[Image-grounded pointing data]
▬▬▬▬▬▬

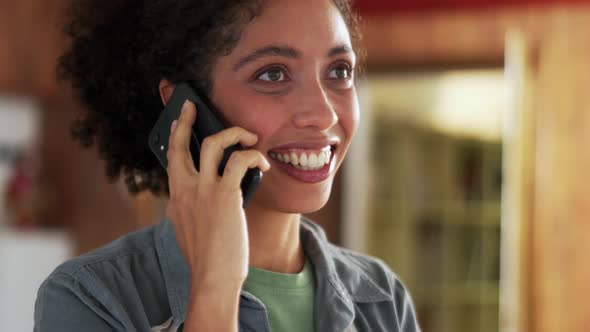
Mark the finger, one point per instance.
(179, 158)
(238, 164)
(213, 147)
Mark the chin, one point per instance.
(309, 198)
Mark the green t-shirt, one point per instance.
(288, 298)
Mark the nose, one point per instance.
(315, 109)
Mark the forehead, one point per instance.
(308, 25)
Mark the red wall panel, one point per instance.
(396, 6)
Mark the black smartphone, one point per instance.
(205, 125)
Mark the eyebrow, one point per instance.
(287, 52)
(284, 51)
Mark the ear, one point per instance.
(166, 89)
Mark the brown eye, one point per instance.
(341, 72)
(273, 75)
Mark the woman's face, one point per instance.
(290, 81)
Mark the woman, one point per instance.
(281, 75)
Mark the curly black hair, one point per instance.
(120, 50)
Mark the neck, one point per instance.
(274, 240)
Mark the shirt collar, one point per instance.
(340, 281)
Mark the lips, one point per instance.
(306, 162)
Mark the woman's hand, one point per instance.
(206, 209)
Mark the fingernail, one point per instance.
(185, 106)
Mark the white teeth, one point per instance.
(322, 159)
(294, 159)
(313, 160)
(303, 160)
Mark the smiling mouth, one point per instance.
(304, 159)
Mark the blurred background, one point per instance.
(468, 175)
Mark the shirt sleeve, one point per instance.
(63, 304)
(404, 306)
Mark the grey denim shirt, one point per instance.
(141, 283)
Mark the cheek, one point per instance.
(349, 114)
(260, 114)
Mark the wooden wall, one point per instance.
(549, 286)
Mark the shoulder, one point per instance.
(108, 283)
(115, 255)
(373, 270)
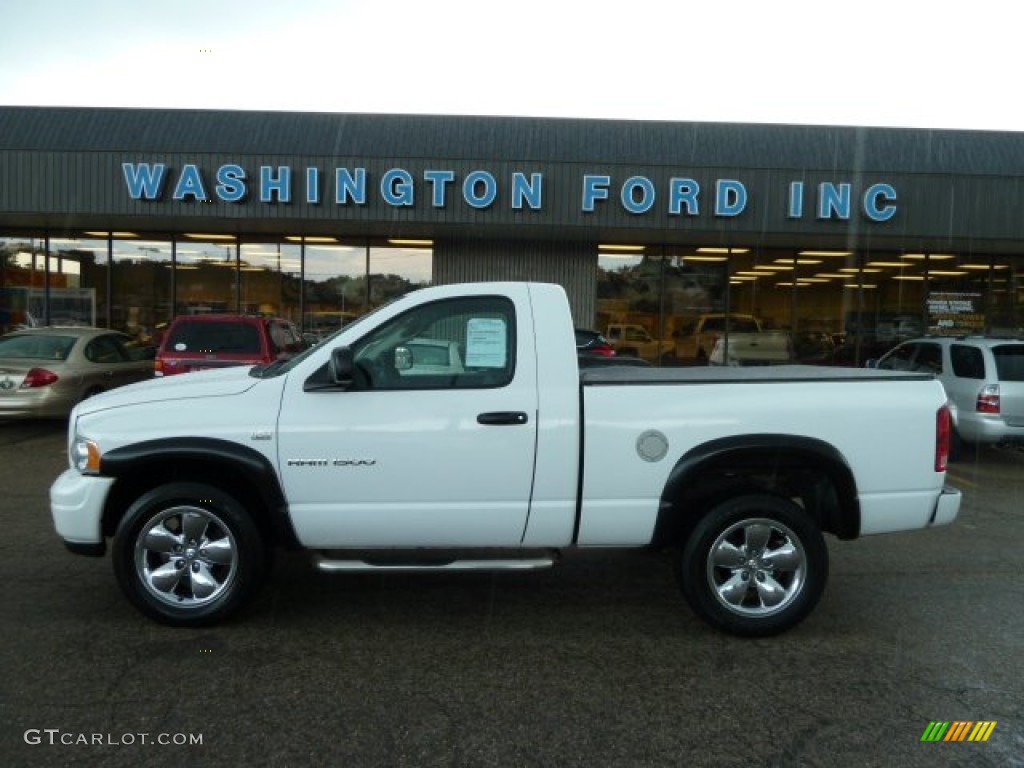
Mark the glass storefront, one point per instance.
(137, 283)
(839, 307)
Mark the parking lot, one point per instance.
(595, 663)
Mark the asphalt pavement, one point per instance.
(595, 663)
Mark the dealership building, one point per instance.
(845, 236)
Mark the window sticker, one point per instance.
(485, 346)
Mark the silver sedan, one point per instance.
(45, 371)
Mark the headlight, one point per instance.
(85, 456)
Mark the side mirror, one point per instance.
(342, 367)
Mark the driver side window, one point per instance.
(466, 343)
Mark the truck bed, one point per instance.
(628, 376)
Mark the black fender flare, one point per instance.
(173, 458)
(782, 453)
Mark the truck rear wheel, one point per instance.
(186, 554)
(754, 565)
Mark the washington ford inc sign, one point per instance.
(481, 189)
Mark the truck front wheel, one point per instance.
(755, 565)
(187, 554)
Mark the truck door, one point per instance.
(431, 445)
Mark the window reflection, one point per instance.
(140, 287)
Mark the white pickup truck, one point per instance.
(370, 462)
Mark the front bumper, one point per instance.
(946, 506)
(77, 505)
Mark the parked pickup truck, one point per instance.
(354, 453)
(733, 339)
(761, 348)
(633, 340)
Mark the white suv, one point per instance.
(983, 377)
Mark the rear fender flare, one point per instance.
(717, 468)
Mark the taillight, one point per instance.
(988, 399)
(38, 377)
(943, 433)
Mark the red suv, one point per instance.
(195, 342)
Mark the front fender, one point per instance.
(239, 469)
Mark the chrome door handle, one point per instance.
(502, 418)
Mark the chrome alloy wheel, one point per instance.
(185, 556)
(757, 567)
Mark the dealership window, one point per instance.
(397, 267)
(140, 285)
(269, 279)
(206, 273)
(841, 306)
(60, 281)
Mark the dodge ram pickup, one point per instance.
(500, 457)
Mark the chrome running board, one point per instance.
(427, 560)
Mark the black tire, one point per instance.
(754, 565)
(187, 554)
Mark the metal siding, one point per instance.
(60, 168)
(572, 265)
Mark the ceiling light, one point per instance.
(307, 239)
(723, 250)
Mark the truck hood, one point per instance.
(214, 383)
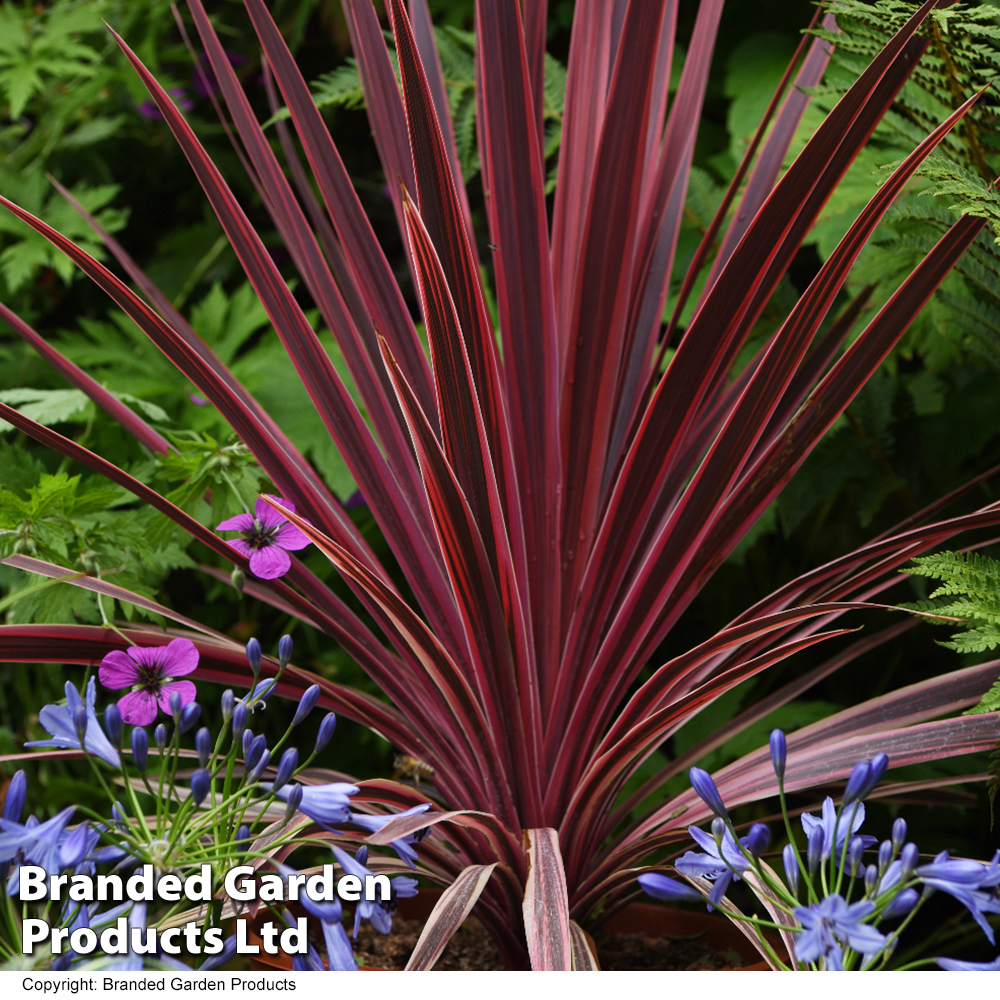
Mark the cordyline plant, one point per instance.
(554, 501)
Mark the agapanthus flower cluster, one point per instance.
(239, 795)
(834, 901)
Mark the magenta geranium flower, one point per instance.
(151, 672)
(266, 540)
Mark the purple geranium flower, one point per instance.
(846, 826)
(151, 672)
(267, 539)
(831, 923)
(57, 720)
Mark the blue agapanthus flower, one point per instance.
(830, 924)
(57, 720)
(846, 826)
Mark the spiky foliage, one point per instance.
(555, 496)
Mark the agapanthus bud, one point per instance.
(779, 751)
(898, 833)
(293, 802)
(855, 853)
(17, 793)
(306, 704)
(203, 744)
(140, 748)
(239, 721)
(253, 775)
(326, 728)
(286, 768)
(871, 879)
(757, 839)
(909, 858)
(702, 783)
(80, 722)
(113, 724)
(814, 852)
(190, 714)
(255, 750)
(902, 904)
(858, 782)
(254, 656)
(790, 859)
(718, 829)
(201, 782)
(885, 853)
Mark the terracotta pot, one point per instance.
(636, 918)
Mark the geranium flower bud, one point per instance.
(790, 859)
(190, 714)
(307, 704)
(254, 656)
(140, 748)
(326, 728)
(286, 768)
(779, 751)
(898, 833)
(203, 744)
(113, 724)
(702, 783)
(201, 782)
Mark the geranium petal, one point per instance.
(138, 708)
(241, 546)
(267, 515)
(290, 537)
(269, 563)
(180, 657)
(242, 522)
(185, 689)
(118, 670)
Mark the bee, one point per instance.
(409, 767)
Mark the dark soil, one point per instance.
(472, 949)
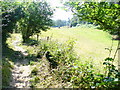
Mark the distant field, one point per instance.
(90, 43)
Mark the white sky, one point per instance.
(59, 13)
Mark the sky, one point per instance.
(59, 13)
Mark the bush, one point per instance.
(66, 70)
(6, 72)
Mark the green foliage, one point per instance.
(34, 71)
(11, 13)
(59, 23)
(37, 18)
(68, 72)
(105, 14)
(60, 53)
(6, 72)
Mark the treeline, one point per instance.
(27, 18)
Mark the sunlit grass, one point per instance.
(90, 43)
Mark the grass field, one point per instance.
(90, 42)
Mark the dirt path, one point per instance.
(21, 71)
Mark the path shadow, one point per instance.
(18, 58)
(31, 42)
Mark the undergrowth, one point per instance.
(64, 68)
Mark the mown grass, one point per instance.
(90, 42)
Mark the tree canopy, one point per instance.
(29, 18)
(105, 14)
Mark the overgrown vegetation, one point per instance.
(64, 68)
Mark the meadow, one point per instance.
(91, 44)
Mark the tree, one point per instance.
(105, 14)
(11, 13)
(37, 18)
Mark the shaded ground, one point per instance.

▬▬▬▬▬▬

- _Exercise description_:
Print the records above exactly as they stand, but leave out the pictures.

- _Response to the task_:
Mark the finger, one point per instance.
(179, 158)
(238, 164)
(213, 147)
Mark the chin, one point per instance.
(309, 198)
Mark the green t-shirt, one point per instance.
(288, 298)
Mark the nose, one point per instance.
(315, 109)
Mark the forehead, one point per instance.
(308, 25)
Mark the red wall panel, one point per instance.
(396, 6)
Mark the black smartphone, one point per instance.
(205, 125)
Mark the eyebrow, one point per instance.
(287, 52)
(284, 51)
Mark the ear, one point per instance.
(166, 89)
Mark the brown eye, one point per instance.
(341, 72)
(273, 75)
Mark the woman's face, one point per instance.
(290, 81)
Mark the woman, one point per instance.
(281, 75)
Mark the curly black hair, one point per instance.
(120, 50)
Mark the neck, one point per instance.
(274, 240)
Mark the shirt collar, one point per instance.
(340, 281)
Mark the lips, one point per instance.
(306, 162)
Mark the woman's hand, one point per instance.
(206, 209)
Mark the fingernail, one point per instance.
(185, 106)
Mark the white teeth, one point per instance.
(322, 159)
(294, 159)
(313, 160)
(303, 160)
Mark the smiling mouth, one point per instance.
(304, 159)
Mark the blurred background, one point per instance.
(468, 175)
Mark the shirt sleeve, one point per instance.
(63, 304)
(404, 306)
Mark the grey denim shirt, one point per instance.
(141, 283)
Mark the cheek, one point per instance.
(349, 114)
(260, 114)
Mark the wooden wall, one point per instance.
(549, 286)
Mark the shoulder, one point per instance.
(108, 283)
(115, 255)
(373, 270)
Mark the glass storefront, one point per instance.
(137, 283)
(839, 307)
Mark the parking lot, one point per instance.
(595, 663)
Mark the asphalt pavement, one point per instance.
(595, 663)
Mark the dealership building, one point per instance.
(845, 236)
Mark the window sticker, one point per instance.
(485, 346)
Mark the silver sedan, one point per instance.
(45, 371)
Mark the headlight, one point per instance.
(85, 456)
Mark the side mirror, one point per instance.
(342, 367)
Mark the driver side window, one point per instance.
(466, 343)
Mark the truck bed, one point per instance.
(628, 376)
Mark the black fender flare, one point per instance.
(173, 458)
(782, 453)
Mark the truck rear wheel, one point per instance.
(186, 554)
(754, 565)
Mark the washington ford inc sign, one point per instance.
(481, 189)
Mark the truck front wheel, one point per instance.
(755, 565)
(187, 554)
Mark the truck door, one point per instance.
(431, 445)
Mark the window reflection, one point per instance.
(140, 287)
Mark the white pickup truck, one point per instance.
(370, 462)
Mark the front bumper, one point per instance.
(946, 506)
(77, 505)
Mark the parked pickup truck, one point per instance.
(354, 453)
(733, 339)
(761, 348)
(633, 340)
Mark the white suv, one point per instance.
(983, 377)
Mark the rear fender flare, one point per instance.
(717, 468)
Mark the taillight, one point per instance.
(988, 399)
(38, 377)
(943, 433)
Mark the red suv, one point per instance.
(195, 342)
Mark the front fender, one point per instance.
(239, 469)
Mark the chrome door handle, one point per instance.
(502, 418)
Mark the chrome alloy wheel, one point per instance.
(185, 556)
(757, 567)
Mark the dealership window, one point per instance.
(397, 267)
(140, 285)
(269, 279)
(206, 273)
(841, 306)
(60, 281)
Mark the dodge ram pickup, one point per instance.
(500, 457)
Mark the chrome running board, one point per instance.
(427, 560)
Mark the black tire, one point per instance.
(754, 565)
(187, 554)
Mark the metal siding, one point per instance.
(60, 168)
(572, 265)
Mark the ceiling light, one point per instance.
(307, 239)
(723, 250)
Mark the truck hood, one point per instance.
(214, 383)
Mark the cordyline plant, one point per instance.
(554, 501)
Mark the agapanthus flower cluster, one point per instance.
(239, 795)
(834, 901)
Mark the magenta geranium flower, one point per instance.
(151, 672)
(266, 540)
Mark the purple geranium flower, one point per instance.
(846, 826)
(151, 672)
(267, 539)
(831, 923)
(57, 720)
Mark the blue agapanthus flower, one point per instance.
(830, 924)
(57, 720)
(846, 826)
Mark the spiky foliage, one point per instance.
(555, 496)
Mark the agapanthus bud, one point per instance.
(779, 751)
(898, 833)
(293, 802)
(855, 853)
(17, 793)
(306, 704)
(203, 744)
(140, 748)
(239, 721)
(253, 775)
(326, 728)
(286, 768)
(871, 879)
(757, 839)
(909, 858)
(702, 783)
(80, 722)
(113, 724)
(814, 852)
(190, 714)
(255, 750)
(902, 904)
(858, 782)
(254, 656)
(790, 859)
(718, 829)
(201, 782)
(885, 853)
Mark the terracotta pot, one point per instance.
(636, 918)
Mark the geranium flower bud, one point per instance.
(790, 859)
(190, 714)
(307, 704)
(254, 656)
(140, 748)
(326, 728)
(286, 768)
(779, 751)
(898, 833)
(203, 744)
(113, 724)
(702, 783)
(201, 782)
Mark the geranium petal, one point per instance.
(138, 708)
(241, 546)
(267, 515)
(290, 537)
(269, 563)
(180, 657)
(242, 522)
(185, 689)
(118, 670)
Mark the bee, one point per instance.
(409, 767)
Mark the dark soil, one point per instance.
(472, 949)
Mark the distant field, one point per instance.
(90, 43)
Mark the white sky, one point per instance.
(59, 13)
Mark the sky, one point per instance.
(59, 13)
Mark the bush, one point per instance.
(66, 70)
(6, 72)
Mark the green foliage, one point per instance.
(34, 71)
(11, 13)
(59, 23)
(37, 18)
(68, 72)
(105, 14)
(60, 53)
(6, 72)
Mark the treeline, one point per instance.
(27, 18)
Mark the sunlit grass, one point per instance.
(90, 43)
Mark the grass field, one point per instance.
(90, 42)
Mark the dirt path, one point per instance.
(21, 71)
Mark the path shadow, one point per instance.
(18, 58)
(31, 42)
Mark the undergrowth, one point per instance.
(64, 68)
Mark the mown grass, one point per instance.
(90, 42)
Mark the tree canopy, one point per instance.
(29, 18)
(105, 14)
Mark the overgrown vegetation, one point per instance.
(64, 68)
Mark the meadow, one point per instance.
(91, 44)
Mark the tree, one point per instance.
(105, 14)
(11, 13)
(37, 18)
Mark the shaded ground, one point per instance.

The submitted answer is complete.